-------- EXTRACTED ENTRIES

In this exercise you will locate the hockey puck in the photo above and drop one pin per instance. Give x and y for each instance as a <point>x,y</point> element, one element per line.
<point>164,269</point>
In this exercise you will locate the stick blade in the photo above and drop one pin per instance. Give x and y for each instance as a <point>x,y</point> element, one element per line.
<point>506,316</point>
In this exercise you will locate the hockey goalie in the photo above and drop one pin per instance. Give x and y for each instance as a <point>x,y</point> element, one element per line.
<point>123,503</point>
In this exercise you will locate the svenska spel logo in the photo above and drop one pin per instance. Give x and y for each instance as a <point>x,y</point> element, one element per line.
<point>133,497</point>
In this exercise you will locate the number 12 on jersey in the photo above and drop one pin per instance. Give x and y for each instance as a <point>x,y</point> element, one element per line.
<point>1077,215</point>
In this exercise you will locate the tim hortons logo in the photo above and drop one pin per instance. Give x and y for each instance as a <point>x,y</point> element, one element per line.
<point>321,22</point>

----------------

§ WHAT THE EXERCISE ASKS
Could you retype the entire listing exactly?

§ ANSWER SECTION
In this exercise you will locate the hockey puck in the photo above and drop one pin per instance. Give x and y for each instance as a <point>x,y</point> element, one element per line.
<point>164,269</point>
In this exercise you will locate the stick blade in the photo above and drop one pin per instance. Give x and y for each instance as a <point>x,y</point> element, one element per line.
<point>506,316</point>
In this exercise you will locate the hockey goalie in the photo above and drop one pin per instance. Give x and y for each instance as a <point>x,y</point> element, one element per line.
<point>123,503</point>
In this exercise you will locate the svenska spel logo in the photo above and drop one pin per instance. Give x and y for each instance as a <point>x,y</point> element, one element per line.
<point>133,497</point>
In this exercise you will locate the number 12 on jersey in the photo above and drop one pin per instance. Give x and y for each instance as a <point>x,y</point> element, one element per line.
<point>1077,215</point>
In this exercise you will locate the tim hortons logo in the photo above and drop one pin per instance. Give x and y for each instance as a <point>x,y</point> element, one element per line.
<point>321,22</point>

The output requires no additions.